** Instructions for the task **
Return the data exactly, but only from the line containing "OUTPUT = one" through its last line.

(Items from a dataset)
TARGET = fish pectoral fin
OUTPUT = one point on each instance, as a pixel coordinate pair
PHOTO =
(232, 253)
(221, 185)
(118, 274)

** Answer section **
OUTPUT = one point on each instance, as a pixel coordinate pair
PHOTO =
(232, 253)
(221, 185)
(118, 274)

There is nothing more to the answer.